** Start Exercise input **

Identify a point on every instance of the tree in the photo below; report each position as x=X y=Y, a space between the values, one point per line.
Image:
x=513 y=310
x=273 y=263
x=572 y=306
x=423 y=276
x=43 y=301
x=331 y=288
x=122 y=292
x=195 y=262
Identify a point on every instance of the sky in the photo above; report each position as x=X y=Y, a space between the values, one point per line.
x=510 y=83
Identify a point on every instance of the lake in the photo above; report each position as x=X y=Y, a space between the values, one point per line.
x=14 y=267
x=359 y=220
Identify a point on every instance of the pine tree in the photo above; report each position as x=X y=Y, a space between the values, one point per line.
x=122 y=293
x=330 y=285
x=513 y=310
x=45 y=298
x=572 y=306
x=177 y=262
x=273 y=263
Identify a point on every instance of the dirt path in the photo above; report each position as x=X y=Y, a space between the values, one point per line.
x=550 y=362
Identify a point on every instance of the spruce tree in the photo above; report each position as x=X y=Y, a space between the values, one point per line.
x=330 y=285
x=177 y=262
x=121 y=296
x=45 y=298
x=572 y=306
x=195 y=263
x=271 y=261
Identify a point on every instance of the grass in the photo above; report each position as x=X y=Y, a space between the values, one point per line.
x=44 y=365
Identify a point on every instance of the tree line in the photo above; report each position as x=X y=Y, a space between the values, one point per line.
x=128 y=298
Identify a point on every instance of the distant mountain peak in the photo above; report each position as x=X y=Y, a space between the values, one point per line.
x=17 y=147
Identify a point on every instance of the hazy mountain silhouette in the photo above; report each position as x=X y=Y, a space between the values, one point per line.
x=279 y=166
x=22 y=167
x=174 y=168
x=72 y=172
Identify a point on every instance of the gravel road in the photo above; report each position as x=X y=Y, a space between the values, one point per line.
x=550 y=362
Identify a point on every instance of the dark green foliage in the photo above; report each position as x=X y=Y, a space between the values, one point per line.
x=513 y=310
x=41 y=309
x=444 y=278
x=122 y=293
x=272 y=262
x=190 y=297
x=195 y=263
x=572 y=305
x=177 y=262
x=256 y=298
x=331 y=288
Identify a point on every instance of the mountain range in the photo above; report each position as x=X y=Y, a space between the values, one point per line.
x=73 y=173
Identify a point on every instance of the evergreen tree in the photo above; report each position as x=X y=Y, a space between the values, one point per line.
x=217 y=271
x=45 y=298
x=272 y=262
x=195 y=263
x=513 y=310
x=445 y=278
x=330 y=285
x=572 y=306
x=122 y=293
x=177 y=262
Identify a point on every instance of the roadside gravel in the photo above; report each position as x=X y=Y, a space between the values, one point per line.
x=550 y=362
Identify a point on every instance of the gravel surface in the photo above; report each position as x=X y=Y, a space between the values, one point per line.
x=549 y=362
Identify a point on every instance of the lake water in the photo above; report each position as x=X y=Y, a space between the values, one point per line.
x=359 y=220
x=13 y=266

** End Exercise input **

Task »
Rewrite everything from the start of the material down to the line containing "x=195 y=262", swapping "tree" for "oak" and keeping all else the same.

Completed task »
Identify a point on every instance of the oak in the photo below; report each position as x=X y=Y, a space between the values, one point per line.
Image:
x=513 y=310
x=273 y=263
x=572 y=306
x=423 y=276
x=43 y=301
x=331 y=288
x=122 y=292
x=195 y=262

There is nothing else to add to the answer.